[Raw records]
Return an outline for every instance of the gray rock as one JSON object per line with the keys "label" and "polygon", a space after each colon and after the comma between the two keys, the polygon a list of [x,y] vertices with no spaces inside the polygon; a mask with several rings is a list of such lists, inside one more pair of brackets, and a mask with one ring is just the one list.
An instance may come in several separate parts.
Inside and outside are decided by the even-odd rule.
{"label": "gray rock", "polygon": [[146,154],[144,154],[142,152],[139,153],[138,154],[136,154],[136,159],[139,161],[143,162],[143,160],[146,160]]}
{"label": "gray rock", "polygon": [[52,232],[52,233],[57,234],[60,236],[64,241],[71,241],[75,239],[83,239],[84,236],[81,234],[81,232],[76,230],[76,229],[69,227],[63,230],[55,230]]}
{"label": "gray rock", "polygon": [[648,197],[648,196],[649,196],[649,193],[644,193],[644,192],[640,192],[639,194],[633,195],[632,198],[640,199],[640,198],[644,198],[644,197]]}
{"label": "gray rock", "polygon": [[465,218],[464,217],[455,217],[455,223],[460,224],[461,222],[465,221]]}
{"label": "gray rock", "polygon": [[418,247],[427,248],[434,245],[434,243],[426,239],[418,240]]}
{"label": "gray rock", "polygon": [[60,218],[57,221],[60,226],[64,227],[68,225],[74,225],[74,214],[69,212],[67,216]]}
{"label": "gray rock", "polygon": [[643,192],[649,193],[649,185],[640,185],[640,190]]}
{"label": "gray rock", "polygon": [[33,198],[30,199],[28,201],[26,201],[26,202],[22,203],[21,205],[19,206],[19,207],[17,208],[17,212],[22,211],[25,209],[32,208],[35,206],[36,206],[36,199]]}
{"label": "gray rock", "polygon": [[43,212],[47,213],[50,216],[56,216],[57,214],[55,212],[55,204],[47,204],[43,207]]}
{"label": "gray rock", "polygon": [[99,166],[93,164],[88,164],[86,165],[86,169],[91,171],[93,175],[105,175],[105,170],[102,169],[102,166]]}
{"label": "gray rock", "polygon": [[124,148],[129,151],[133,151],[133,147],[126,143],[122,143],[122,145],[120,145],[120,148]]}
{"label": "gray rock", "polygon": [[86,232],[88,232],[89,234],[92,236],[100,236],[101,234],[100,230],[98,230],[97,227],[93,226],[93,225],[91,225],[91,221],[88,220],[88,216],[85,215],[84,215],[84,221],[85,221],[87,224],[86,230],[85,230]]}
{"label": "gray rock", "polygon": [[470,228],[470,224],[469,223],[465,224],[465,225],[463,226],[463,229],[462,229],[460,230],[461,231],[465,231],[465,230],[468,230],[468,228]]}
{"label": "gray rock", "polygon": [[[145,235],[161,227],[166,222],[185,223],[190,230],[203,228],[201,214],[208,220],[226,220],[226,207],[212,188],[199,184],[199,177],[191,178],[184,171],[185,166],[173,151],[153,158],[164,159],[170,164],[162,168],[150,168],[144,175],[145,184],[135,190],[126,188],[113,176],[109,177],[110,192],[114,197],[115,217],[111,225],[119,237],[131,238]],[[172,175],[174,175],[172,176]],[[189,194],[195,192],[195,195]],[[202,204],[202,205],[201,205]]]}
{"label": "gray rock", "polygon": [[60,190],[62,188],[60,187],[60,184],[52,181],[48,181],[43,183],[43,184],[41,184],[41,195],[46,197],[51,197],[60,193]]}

## Directions
Report each line above that contains the string "instance". Case counts.

## Correct output
Return an outline for every instance of the gray rock as one JSON object per line with the keys "label" and "polygon", a space after each colon and after the comma between the two keys, the polygon a list of [x,y] vertices with no spaces inside the polygon; a mask with several rings is a list of such lists, inside one more pair of brackets, and a mask with one ring is just the one list.
An instance may come in several separate parts.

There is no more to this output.